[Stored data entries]
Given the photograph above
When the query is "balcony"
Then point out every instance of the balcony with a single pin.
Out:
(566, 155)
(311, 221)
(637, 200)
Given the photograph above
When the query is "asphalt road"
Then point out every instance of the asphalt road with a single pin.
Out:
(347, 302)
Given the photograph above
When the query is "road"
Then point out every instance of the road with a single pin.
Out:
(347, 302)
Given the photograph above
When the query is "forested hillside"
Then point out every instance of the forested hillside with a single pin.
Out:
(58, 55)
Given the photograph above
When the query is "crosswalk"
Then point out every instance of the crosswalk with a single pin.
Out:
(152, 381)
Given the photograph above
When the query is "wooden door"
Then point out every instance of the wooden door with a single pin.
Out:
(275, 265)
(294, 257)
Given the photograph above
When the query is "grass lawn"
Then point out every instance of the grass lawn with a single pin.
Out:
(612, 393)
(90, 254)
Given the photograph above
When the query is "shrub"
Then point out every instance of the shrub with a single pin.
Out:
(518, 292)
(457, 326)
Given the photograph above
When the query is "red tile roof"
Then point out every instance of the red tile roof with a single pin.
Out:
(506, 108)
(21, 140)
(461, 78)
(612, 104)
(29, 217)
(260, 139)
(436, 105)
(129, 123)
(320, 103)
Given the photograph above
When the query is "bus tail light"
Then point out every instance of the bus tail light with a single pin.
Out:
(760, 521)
---
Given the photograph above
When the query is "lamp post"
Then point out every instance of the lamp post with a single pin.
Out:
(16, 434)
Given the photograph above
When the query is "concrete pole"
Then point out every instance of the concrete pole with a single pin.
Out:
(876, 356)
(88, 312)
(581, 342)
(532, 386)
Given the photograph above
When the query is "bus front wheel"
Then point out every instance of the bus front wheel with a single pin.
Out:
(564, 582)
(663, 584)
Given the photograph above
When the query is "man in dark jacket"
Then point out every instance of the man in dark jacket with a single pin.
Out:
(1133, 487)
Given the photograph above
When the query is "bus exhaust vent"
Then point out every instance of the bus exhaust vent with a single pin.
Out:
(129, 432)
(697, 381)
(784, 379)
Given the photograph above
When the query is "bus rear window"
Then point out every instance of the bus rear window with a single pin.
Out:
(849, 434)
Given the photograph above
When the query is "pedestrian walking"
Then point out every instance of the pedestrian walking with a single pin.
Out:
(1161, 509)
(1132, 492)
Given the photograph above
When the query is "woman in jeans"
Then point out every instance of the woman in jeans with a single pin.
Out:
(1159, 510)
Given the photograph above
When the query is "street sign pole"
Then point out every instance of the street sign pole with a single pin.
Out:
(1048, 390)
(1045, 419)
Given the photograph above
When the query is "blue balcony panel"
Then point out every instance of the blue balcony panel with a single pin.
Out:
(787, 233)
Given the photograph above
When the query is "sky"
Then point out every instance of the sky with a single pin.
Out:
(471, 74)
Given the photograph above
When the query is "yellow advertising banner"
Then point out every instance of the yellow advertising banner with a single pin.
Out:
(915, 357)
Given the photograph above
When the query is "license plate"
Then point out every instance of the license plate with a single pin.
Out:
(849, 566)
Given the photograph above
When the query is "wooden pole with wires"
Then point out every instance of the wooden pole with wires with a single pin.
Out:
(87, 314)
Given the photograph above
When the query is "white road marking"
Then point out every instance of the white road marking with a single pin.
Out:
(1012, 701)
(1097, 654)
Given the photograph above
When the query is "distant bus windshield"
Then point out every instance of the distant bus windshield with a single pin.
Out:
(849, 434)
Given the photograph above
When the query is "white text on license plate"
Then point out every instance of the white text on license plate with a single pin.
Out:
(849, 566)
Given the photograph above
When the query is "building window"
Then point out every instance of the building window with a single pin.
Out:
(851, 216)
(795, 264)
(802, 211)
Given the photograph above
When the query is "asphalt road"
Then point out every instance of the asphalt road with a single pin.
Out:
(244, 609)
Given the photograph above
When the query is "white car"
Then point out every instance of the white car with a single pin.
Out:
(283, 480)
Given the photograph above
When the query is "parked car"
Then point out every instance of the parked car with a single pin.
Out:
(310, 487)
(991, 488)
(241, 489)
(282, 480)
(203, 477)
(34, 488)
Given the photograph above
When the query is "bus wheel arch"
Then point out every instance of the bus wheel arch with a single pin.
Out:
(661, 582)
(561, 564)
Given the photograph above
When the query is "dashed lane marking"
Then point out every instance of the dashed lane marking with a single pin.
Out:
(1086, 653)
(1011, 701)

> _WORK ITEM_:
Only a number is asked for here: the count of lines in the records that hold "street".

> _ANSWER TO THE EXERCISE_:
2